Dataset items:
§ §

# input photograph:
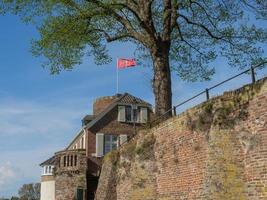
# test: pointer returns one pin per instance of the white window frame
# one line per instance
(111, 143)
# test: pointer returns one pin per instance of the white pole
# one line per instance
(117, 76)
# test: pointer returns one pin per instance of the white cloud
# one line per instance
(7, 174)
(25, 117)
(30, 132)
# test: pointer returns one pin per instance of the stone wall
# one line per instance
(214, 151)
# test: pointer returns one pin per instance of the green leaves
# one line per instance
(200, 31)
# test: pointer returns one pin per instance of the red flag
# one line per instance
(124, 63)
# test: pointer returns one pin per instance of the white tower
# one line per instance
(48, 180)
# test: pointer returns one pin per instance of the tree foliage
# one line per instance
(191, 34)
(199, 30)
(30, 191)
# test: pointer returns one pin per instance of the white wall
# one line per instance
(48, 190)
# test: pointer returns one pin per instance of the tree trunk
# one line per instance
(162, 80)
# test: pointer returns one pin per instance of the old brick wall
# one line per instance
(69, 178)
(214, 151)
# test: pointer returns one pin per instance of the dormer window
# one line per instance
(132, 113)
(48, 170)
(128, 113)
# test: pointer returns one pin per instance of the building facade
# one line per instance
(72, 174)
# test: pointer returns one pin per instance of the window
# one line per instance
(79, 194)
(65, 162)
(111, 142)
(75, 160)
(128, 113)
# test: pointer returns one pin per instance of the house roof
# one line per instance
(88, 117)
(124, 99)
(50, 161)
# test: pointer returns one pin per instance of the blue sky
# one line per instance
(41, 113)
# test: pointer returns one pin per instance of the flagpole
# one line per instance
(117, 76)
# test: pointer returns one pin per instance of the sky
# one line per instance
(41, 113)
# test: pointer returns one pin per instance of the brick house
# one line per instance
(73, 173)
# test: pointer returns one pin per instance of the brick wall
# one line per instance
(69, 178)
(215, 151)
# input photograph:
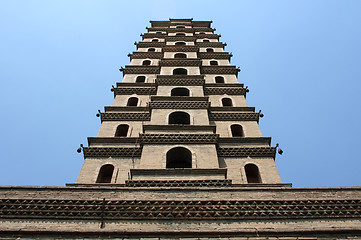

§ §

▸ **Task description**:
Reproduce all of the data above line for line with no changes, but omit the pictures from your copy.

▸ **Output for this exercise**:
# input photograph:
# test: pointer returns one pin per instance of the white window frame
# one line per instance
(111, 143)
# test: pointer returns one pin per instance of the white pole
# one line per instance
(117, 76)
# test: pointer returns one pin per instance of the white cloud
# one line per instance
(7, 174)
(25, 117)
(30, 132)
# test: pointer returns one pin per instance of the stone wall
# one line per instance
(214, 151)
# test: pointer returns one pin per instance of the green leaves
# one line per instance
(200, 31)
# test: pointer returns one pin per instance of the red flag
# one line per instance
(124, 63)
# test: pointer returns one pin per instance of the white tower
# one line per instance
(48, 180)
# test: pointer returns one pin per instance of the tree foliage
# one line per instance
(191, 34)
(199, 30)
(30, 191)
# test: pointer returns one pin per instance of the white wall
# one line per instance
(48, 190)
# test: pointer returns one pin per instance of the tree trunk
# one line per instance
(162, 80)
# test: pointer returns one pin per instance of the old brick wall
# one line per instance
(69, 178)
(214, 151)
# test: pointer returns one pin per instance of the dormer window
# one line per instance
(132, 113)
(48, 170)
(128, 113)
# test: pointer returns one pin per instance of the building facade
# one line per instance
(72, 174)
# test: pointer returns one pin per instance of the window
# one line per instance
(79, 194)
(65, 162)
(111, 142)
(75, 160)
(128, 113)
# test: pointer returns one pin per instance of the house roof
# one line per instance
(88, 117)
(124, 99)
(50, 161)
# test: pointer returns one pin per instance of the blue sky
# one line per instance
(41, 113)
# test: pointer returns one pin per instance of the flagpole
# one line per instance
(117, 76)
# test: pointer returns one pin per instance of the sky
# one line per instance
(41, 113)
# test: pointer returns one pin per instance of the brick house
# one line per instance
(73, 173)
# test: pointer returns one pin per instance of the brick wall
# one line per instance
(69, 178)
(215, 151)
# input photograph:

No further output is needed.